#### [Supplied passage]
----

Type of Data	Description	Purpose
Raw Data	Original observations, measurements, or readings collected during research.	Enables replication, validation, or reanalysis by other researchers.
Processed/Analyzed Data	Cleaned, transformed, or aggregated data used in your publications.	Allows others to reproduce findings and perform secondary analyses.
Metadata	Descriptive information about the dataset (e.g., variables, units, data collection methods).	Facilitates data discovery, interpretation, and reuse.
Documentation	README files, codebooks, protocols, and lab notes that describe the dataset.	Ensures proper understanding and reuse of data by others.
Code & Scripts	Analytical scripts, software code, or workflows used for data processing and analysis.	Enhances reproducibility and transparency of research workflows.

⚠️ Data You Should Not Share

Generated Table

Type of Data	Risk/Concern	Recommendation
Personally Identifiable Information (PII)	Risk of identifying individuals from the data.	Anonymize or de-identify the data before sharing.
Sensitive Data	May include health records, genetic data, or confidential social data.	Apply ethical review and data access controls.
Proprietary or Restricted Data	Owned by third parties or subject to license/contractual restrictions.	Obtain permission or provide summary data if sharing is blocked.
Data Under Embargo	Temporarily restricted due to publication or funding requirements.	Share after embargo period ends, if allowed.

Where to Share Data?

Choosing the right repository is essential for ensuring your research data is discoverable, accessible, citable, and preserved in the long term. Researchers should select a repository that aligns with their discipline, data type, or institutional policies.

----

#### [Data]

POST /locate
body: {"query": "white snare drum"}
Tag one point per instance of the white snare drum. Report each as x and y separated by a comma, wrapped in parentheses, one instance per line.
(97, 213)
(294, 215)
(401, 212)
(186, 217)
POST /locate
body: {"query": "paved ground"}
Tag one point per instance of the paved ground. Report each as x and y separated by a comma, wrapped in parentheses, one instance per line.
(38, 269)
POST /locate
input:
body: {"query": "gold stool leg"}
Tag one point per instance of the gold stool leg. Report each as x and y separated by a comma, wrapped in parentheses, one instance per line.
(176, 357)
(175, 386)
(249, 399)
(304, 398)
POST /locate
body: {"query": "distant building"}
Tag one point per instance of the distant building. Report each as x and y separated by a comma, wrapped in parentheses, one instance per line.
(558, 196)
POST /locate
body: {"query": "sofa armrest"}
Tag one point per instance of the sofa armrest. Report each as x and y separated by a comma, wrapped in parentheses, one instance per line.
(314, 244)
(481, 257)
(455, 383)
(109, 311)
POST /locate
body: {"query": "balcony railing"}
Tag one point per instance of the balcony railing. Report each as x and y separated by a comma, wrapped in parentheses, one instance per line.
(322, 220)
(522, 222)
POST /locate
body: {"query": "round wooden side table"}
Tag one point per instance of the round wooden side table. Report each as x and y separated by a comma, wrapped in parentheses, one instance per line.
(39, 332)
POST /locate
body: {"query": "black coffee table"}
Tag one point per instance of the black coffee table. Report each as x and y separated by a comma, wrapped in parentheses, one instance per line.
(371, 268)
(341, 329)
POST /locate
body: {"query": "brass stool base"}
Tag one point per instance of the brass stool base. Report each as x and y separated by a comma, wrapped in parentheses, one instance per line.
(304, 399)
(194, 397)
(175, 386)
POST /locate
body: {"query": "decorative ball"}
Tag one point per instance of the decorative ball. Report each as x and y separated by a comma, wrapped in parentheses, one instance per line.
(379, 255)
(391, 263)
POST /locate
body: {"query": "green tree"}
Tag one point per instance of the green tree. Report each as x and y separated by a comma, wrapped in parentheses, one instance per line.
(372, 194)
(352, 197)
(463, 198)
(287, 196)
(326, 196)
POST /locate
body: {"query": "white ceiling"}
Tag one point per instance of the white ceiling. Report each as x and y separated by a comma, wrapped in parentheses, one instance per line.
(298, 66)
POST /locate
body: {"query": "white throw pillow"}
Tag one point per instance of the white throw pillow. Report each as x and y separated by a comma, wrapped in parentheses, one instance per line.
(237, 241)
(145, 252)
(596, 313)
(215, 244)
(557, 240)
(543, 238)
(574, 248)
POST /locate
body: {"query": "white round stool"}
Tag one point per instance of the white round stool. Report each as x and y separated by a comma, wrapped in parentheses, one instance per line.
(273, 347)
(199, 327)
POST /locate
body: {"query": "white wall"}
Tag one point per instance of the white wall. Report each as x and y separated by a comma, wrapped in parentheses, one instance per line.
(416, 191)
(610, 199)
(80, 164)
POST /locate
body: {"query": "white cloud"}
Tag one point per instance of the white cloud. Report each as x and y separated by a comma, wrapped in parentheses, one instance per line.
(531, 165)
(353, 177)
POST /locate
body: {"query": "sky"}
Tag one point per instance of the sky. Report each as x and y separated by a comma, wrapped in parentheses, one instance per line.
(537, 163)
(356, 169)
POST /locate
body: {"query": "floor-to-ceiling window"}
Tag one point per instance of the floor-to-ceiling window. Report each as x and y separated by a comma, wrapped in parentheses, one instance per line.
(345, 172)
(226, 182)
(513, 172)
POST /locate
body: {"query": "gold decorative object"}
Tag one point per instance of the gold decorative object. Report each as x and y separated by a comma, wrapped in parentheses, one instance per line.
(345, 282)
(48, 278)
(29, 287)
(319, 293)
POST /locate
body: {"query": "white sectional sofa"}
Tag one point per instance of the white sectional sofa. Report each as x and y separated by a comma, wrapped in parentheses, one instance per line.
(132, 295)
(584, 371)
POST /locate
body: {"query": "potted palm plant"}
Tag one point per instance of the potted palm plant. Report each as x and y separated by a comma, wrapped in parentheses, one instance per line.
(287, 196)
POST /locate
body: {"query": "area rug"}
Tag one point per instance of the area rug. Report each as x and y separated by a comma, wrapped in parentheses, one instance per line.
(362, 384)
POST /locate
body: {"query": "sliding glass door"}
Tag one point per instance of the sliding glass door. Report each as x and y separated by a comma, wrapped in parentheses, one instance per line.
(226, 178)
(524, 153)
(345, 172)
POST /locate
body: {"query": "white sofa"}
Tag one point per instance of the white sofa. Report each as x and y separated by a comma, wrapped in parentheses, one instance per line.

----

#### [Tasks and exercises]
[1] Answer these questions from the data-sharing passage.
(a) What should be done with Personally Identifiable Information before it is shared?
(b) What purpose does metadata serve?
(c) According to the closing paragraph, what three things should a chosen repository align with?
[2] Return everything in the data-sharing passage from "Proprietary or Restricted" down to "sharing is blocked.".

#### [Results]
[1]
(a) It should be anonymized or de-identified.
(b) It facilitates data discovery, interpretation, and reuse.
(c) The researcher's discipline, data type, or institutional policies.

[2]
Proprietary or Restricted Data	Owned by third parties or subject to license/contractual restrictions.	Obtain permission or provide summary data if sharing is blocked.